# Stated exercise A
In the gardening show announcement below, what reason does the text give for attending the 2001 Bloomington Gardening & Landscaping Show? Answer in one to three sentences.
# Stated exercise B
According to the gardening show announcement below, what is the title of Maryrose Wampler's opening remarks?
# Stated exercise C
Resume the gardening show announcement below, starting after its final sentence.

**** Text

There is no better place to get all the information you need about creating bird and wildlife habitat in your yard than the 2001 Bloomington Gardening & Landscaping Show, set for March 31 at the Bloomington Convention Center, 3rd St. and College Ave.

Monroe County artist Maryrose Wampler opens the event this year with remarks entitled: "Discovering Indiana Trees - Secrets and Mysteries." A book signing with Wampler follows her remarks, slated for 9:30 a.m. on the 31st.

********
**** Source material

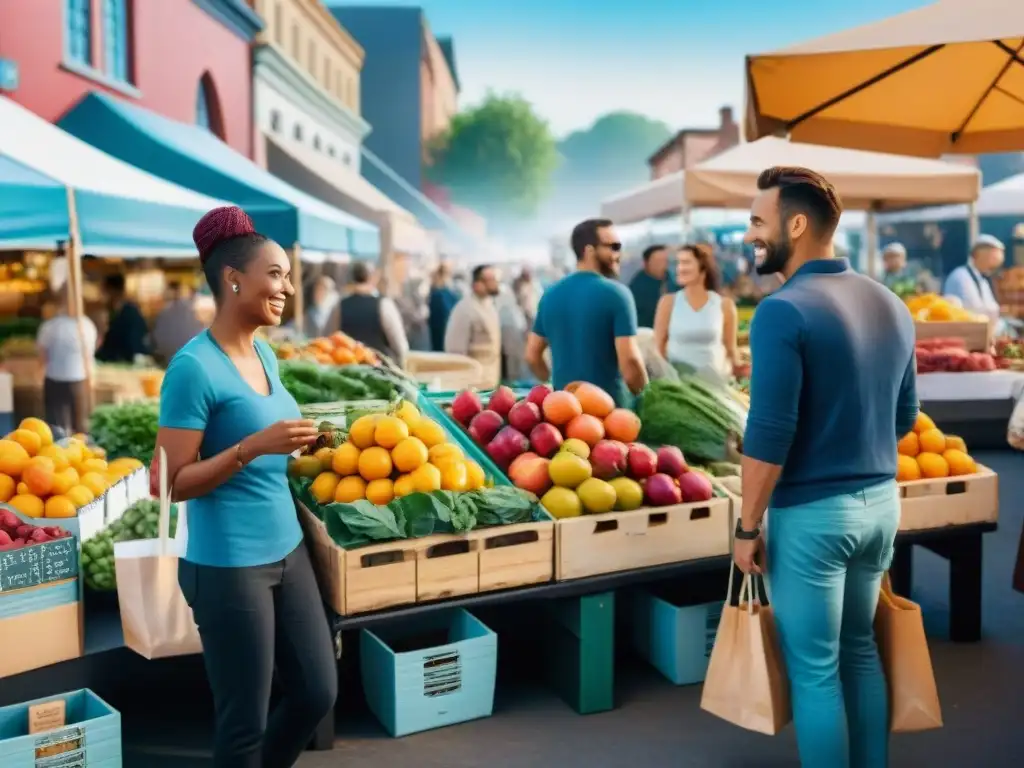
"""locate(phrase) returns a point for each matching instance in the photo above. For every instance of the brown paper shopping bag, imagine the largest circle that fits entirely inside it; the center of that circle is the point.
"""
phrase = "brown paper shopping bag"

********

# Exercise answer A
The announcement says there is no better place to get all the information you need about creating bird and wildlife habitat in your yard. That makes the show the best source for that information.

# Exercise answer B
"Discovering Indiana Trees - Secrets and Mysteries."

# Exercise answer C
Here is the show schedule of events:

9:30 to 10:30 a.m.: Keynote (Maryrose Wampler) Discovering Indiana Trees - Secrets and Mysteries

11 a.m. to 12 p.m.:
•Growing Easy Perennials for Southern Indiana
•Making Your Backyard Bird-Watching Work for Science

12:15 to 1:15 p.m.:
•Creating Your Personal Aquatic Paradise
•Landscaping for Wildlife

1:30 to 2:30 p.m.:
Composting: Value-added Recycling
Learning to Win with Organic Vegetable Gardening

2:45 to 3:45 p.m.:
Managing a Bio-Diverse Natural Area
Using Herbs From Your Garden

This is the second year for the garden show in Bloomington. It is sponsored by the Hoosier Times and the Sycamore Land Trust as a fund-raising event.

Admission is $5 for adults and children under 12 are free. There will be kids activities, a book sale & book signing, a food concession (Bloomingfoods), presentations and vendors. Visit for more information.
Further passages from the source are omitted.